Bloco de texto:
★ ★ ★ ★ ★
Mais de 40 anos após Ângela Diniz, Minas continua campeã em feminicídios

Feminicídio é a causa de 87% dos assassinatos de mulheres na terra da "pantera de Minas", que inspirou a campanha Quem Ama Não Mata em 1980

A socialite mineira Ângela Diniz. Foto: reprodução
Katia Guimarães
12 de dezembro de 2017, 16h52

Mais de 40 anos se passaram desde que a socialite mineira Ângela Diniz, a “Pantera de Minas”, foi assassinada às vésperas do revéillon de 1976 na praia dos Ossos, em Búzios, balneário do Rio de Janeiro, pelo companheiro, Doca Street, com três tiros de pistola Beretta no rosto e um na nuca. Julgado em 1979, Doca foi condenado a apenas dois anos com direito a sursis, ou seja, sem prisão. O advogado do assassino, Evandro Lins e Silva, conseguira provar ao júri que Ângela, aos 32 anos, era uma “Vênus lasciva” que convidava outros e outras para a cama do casal, enquanto o playboy era pintado como “mancebo bonito e trabalhador”. Valeu para Doca a machista tese da “legítima defesa da honra” e ele saiu, por incrível que pareça, aclamado do julgamento.
★ ★ ★ ★ ★
Dados extraídos:
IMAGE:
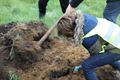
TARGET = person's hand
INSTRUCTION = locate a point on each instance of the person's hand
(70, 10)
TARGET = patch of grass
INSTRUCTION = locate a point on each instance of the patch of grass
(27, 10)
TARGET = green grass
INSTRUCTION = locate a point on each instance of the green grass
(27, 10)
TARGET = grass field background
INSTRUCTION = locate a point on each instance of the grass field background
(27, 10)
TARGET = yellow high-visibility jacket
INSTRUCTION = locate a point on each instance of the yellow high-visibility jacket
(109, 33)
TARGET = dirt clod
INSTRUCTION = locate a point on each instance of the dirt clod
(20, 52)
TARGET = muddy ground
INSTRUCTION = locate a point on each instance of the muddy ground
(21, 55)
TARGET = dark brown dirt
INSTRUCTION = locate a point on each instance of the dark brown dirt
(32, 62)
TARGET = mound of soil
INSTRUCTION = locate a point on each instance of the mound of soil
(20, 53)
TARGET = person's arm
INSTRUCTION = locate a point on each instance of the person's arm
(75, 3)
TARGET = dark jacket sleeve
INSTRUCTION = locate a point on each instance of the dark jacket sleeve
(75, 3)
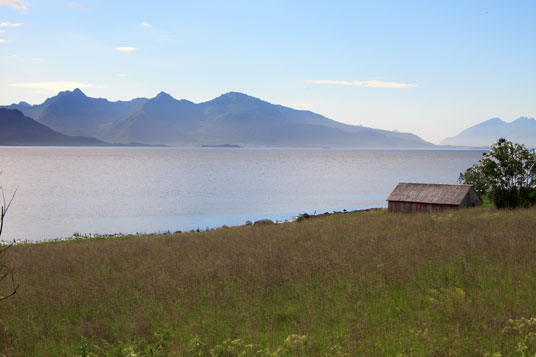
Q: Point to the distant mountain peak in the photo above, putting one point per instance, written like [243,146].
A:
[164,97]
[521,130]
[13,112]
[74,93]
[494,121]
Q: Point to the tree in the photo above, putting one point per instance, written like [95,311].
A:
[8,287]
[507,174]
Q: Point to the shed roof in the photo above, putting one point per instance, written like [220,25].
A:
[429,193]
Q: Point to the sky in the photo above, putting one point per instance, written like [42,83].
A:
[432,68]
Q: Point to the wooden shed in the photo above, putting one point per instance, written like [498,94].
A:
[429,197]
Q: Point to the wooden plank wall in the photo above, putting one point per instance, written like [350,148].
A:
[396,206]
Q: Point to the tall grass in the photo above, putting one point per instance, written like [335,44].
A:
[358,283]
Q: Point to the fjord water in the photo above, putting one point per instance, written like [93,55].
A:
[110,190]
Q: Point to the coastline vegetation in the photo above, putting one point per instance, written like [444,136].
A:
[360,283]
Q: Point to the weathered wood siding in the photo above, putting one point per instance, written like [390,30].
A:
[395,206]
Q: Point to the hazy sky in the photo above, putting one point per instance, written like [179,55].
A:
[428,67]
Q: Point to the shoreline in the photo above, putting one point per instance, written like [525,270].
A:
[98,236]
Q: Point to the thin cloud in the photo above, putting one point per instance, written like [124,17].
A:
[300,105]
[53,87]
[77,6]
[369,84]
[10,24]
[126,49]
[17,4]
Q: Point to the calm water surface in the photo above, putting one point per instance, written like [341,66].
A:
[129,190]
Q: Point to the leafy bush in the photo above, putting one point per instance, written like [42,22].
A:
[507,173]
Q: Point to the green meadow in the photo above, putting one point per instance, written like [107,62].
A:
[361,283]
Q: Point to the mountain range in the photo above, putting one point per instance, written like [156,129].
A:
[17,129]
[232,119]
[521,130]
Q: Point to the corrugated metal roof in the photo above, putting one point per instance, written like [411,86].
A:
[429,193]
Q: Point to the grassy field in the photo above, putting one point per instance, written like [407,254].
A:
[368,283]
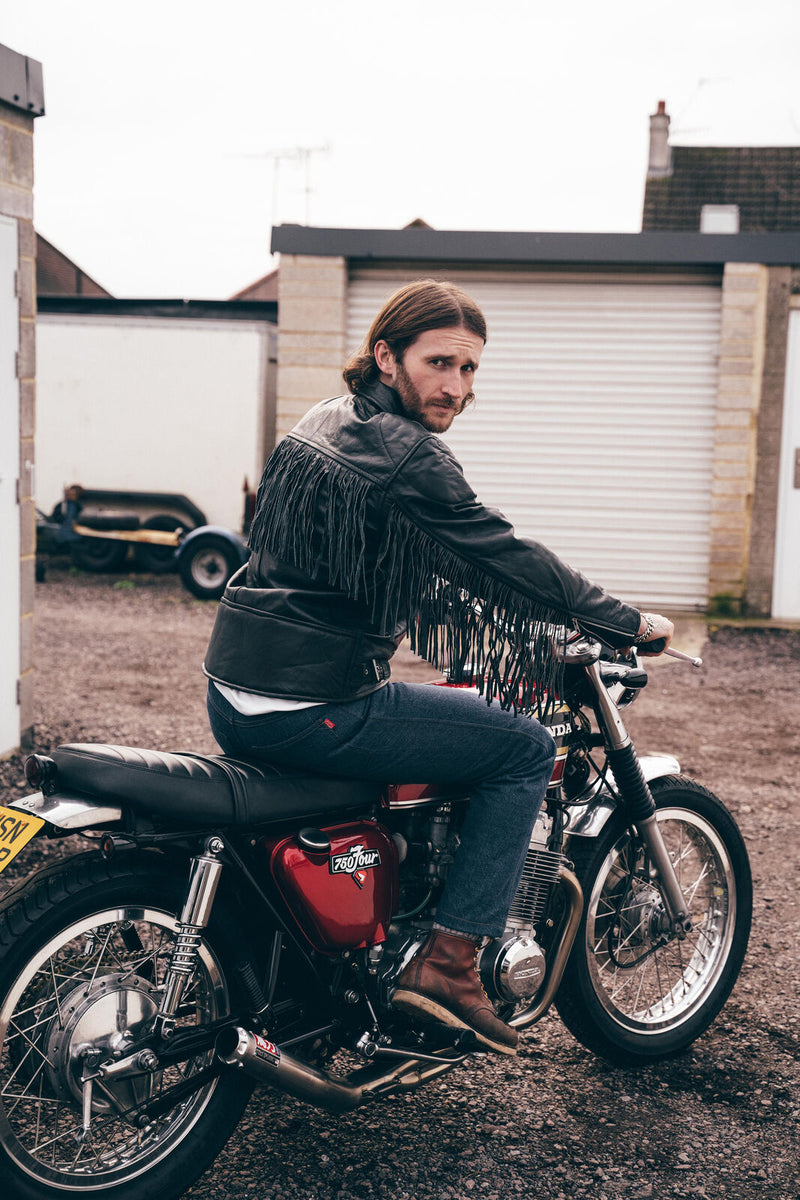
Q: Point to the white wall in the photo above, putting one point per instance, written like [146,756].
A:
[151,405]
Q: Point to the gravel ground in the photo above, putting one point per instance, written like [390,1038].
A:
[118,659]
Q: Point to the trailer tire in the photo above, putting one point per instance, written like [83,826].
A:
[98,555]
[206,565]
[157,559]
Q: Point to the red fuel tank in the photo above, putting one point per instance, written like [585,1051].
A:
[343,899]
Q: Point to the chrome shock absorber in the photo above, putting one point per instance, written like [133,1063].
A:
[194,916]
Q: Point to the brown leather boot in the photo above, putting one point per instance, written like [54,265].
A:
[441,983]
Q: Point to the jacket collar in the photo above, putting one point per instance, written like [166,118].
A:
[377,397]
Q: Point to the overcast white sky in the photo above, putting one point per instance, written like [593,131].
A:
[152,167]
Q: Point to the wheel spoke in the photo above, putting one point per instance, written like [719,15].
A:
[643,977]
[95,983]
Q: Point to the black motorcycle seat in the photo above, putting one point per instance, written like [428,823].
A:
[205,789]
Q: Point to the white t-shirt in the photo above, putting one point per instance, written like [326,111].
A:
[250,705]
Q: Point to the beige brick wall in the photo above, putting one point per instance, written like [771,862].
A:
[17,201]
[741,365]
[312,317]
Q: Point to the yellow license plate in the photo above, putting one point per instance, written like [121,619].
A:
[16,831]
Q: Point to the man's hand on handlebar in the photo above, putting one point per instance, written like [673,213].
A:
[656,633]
★ ★ ★ ★ ★
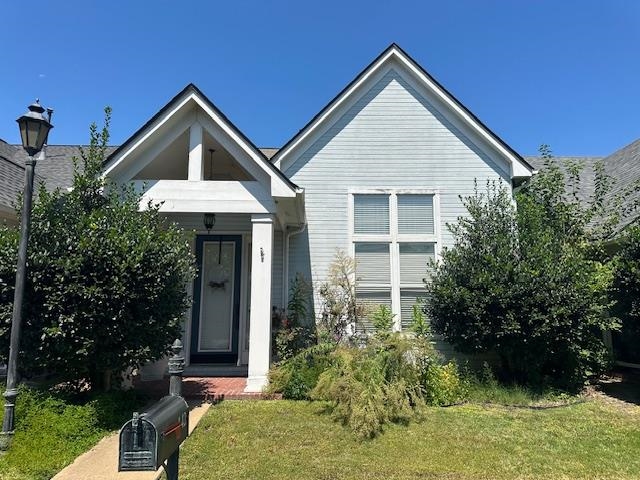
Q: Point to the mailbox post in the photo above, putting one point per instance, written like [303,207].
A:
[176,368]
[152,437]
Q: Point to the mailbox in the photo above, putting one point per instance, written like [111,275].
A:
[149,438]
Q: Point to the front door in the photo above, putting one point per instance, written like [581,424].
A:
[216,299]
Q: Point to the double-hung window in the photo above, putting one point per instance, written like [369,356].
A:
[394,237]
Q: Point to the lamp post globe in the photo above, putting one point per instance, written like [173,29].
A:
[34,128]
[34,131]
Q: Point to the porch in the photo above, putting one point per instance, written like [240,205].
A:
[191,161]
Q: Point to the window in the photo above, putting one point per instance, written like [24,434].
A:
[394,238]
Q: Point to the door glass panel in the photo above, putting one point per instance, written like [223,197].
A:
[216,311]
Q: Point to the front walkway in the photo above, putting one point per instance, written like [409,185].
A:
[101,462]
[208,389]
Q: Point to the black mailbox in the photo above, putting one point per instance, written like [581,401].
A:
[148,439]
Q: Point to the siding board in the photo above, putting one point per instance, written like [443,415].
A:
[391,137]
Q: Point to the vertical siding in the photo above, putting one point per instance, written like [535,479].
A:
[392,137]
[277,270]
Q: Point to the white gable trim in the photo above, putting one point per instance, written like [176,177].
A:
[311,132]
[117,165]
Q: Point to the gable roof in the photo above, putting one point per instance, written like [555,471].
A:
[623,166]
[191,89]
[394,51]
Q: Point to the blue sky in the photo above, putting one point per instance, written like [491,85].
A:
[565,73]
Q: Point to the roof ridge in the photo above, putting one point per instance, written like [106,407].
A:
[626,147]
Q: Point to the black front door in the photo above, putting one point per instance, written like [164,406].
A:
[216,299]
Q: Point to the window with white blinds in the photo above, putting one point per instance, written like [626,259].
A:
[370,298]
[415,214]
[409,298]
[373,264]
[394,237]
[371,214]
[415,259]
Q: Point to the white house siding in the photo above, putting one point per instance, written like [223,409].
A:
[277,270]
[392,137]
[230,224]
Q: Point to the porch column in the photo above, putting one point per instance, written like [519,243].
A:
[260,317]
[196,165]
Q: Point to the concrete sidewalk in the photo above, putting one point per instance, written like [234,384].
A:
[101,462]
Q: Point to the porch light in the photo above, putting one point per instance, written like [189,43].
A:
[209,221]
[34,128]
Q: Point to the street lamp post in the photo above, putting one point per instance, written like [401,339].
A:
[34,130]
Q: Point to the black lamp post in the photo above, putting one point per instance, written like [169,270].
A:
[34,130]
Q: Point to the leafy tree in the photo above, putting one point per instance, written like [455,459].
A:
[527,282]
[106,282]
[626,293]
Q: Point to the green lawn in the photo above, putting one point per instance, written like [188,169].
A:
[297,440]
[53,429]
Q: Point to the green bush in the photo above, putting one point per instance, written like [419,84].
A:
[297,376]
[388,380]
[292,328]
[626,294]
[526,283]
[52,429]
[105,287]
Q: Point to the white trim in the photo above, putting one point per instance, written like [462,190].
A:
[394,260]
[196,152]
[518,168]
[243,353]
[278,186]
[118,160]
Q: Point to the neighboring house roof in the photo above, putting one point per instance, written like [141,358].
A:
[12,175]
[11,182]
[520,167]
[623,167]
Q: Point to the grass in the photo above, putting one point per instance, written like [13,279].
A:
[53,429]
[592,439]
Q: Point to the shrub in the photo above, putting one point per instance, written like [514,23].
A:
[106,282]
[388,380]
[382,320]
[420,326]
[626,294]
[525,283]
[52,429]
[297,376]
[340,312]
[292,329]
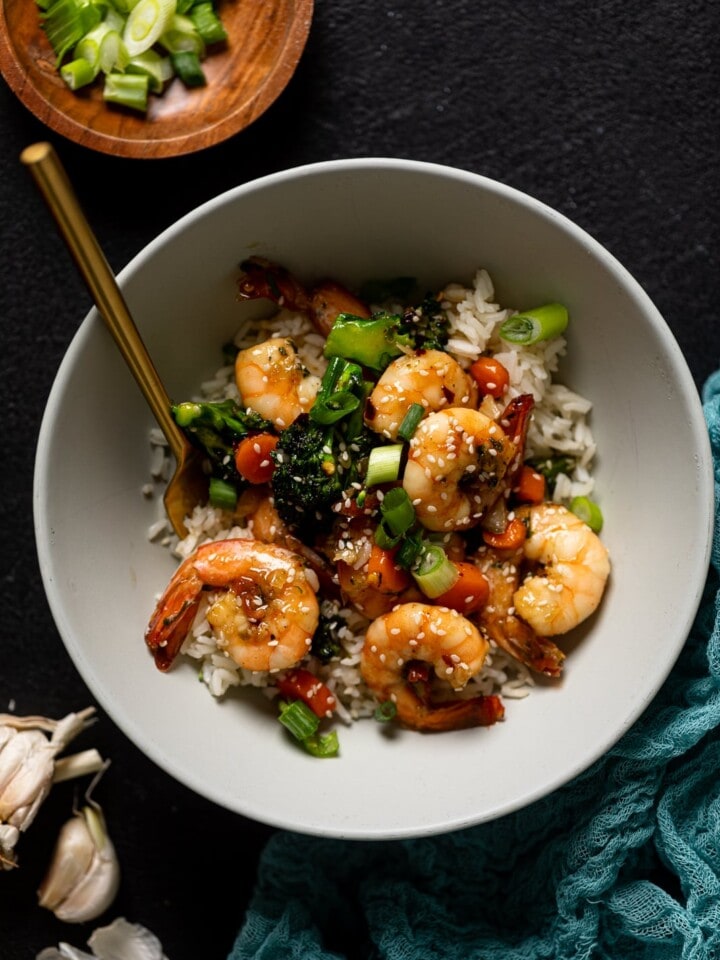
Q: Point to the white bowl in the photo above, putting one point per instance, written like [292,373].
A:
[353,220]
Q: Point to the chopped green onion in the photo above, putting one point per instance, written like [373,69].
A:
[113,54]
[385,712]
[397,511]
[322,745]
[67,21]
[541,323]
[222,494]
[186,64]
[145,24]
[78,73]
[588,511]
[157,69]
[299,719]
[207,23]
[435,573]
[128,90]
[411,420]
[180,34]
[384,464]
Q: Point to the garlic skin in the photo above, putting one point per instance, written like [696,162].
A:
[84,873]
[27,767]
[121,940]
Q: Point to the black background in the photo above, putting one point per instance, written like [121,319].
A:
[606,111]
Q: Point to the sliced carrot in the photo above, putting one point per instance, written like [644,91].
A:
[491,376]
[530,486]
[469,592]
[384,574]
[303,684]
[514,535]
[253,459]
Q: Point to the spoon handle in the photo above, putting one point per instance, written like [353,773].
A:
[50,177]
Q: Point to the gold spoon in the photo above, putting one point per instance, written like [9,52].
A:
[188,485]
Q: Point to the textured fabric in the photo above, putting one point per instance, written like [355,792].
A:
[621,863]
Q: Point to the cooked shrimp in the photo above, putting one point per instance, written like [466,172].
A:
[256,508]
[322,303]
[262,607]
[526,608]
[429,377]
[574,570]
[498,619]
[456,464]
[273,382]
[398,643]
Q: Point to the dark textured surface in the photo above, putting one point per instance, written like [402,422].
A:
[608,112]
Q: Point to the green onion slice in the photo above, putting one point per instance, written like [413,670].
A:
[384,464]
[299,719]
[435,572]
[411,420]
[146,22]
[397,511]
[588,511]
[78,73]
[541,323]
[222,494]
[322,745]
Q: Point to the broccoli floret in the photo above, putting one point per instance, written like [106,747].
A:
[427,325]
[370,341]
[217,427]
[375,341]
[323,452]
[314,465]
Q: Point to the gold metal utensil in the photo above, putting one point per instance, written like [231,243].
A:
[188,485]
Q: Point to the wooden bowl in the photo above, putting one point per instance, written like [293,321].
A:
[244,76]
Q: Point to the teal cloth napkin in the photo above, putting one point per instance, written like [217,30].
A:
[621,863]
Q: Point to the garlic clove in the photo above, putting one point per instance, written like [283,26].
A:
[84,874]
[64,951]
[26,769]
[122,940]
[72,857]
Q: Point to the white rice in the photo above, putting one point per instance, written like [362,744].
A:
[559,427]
★ ★ ★ ★ ★
O que se pede: Transcreva fielmente o trecho do texto sobre o caso Ângela Diniz que começa nas palavras "A socialite mineira Ângela Diniz." e termina depois de "aclamado do julgamento.". Baseie-se somente no texto.

Solução detalhada:
A socialite mineira Ângela Diniz. Foto: reprodução
Katia Guimarães
12 de dezembro de 2017, 16h52

Mais de 40 anos se passaram desde que a socialite mineira Ângela Diniz, a “Pantera de Minas”, foi assassinada às vésperas do revéillon de 1976 na praia dos Ossos, em Búzios, balneário do Rio de Janeiro, pelo companheiro, Doca Street, com três tiros de pistola Beretta no rosto e um na nuca. Julgado em 1979, Doca foi condenado a apenas dois anos com direito a sursis, ou seja, sem prisão. O advogado do assassino, Evandro Lins e Silva, conseguira provar ao júri que Ângela, aos 32 anos, era uma “Vênus lasciva” que convidava outros e outras para a cama do casal, enquanto o playboy era pintado como “mancebo bonito e trabalhador”. Valeu para Doca a machista tese da “legítima defesa da honra” e ele saiu, por incrível que pareça, aclamado do julgamento.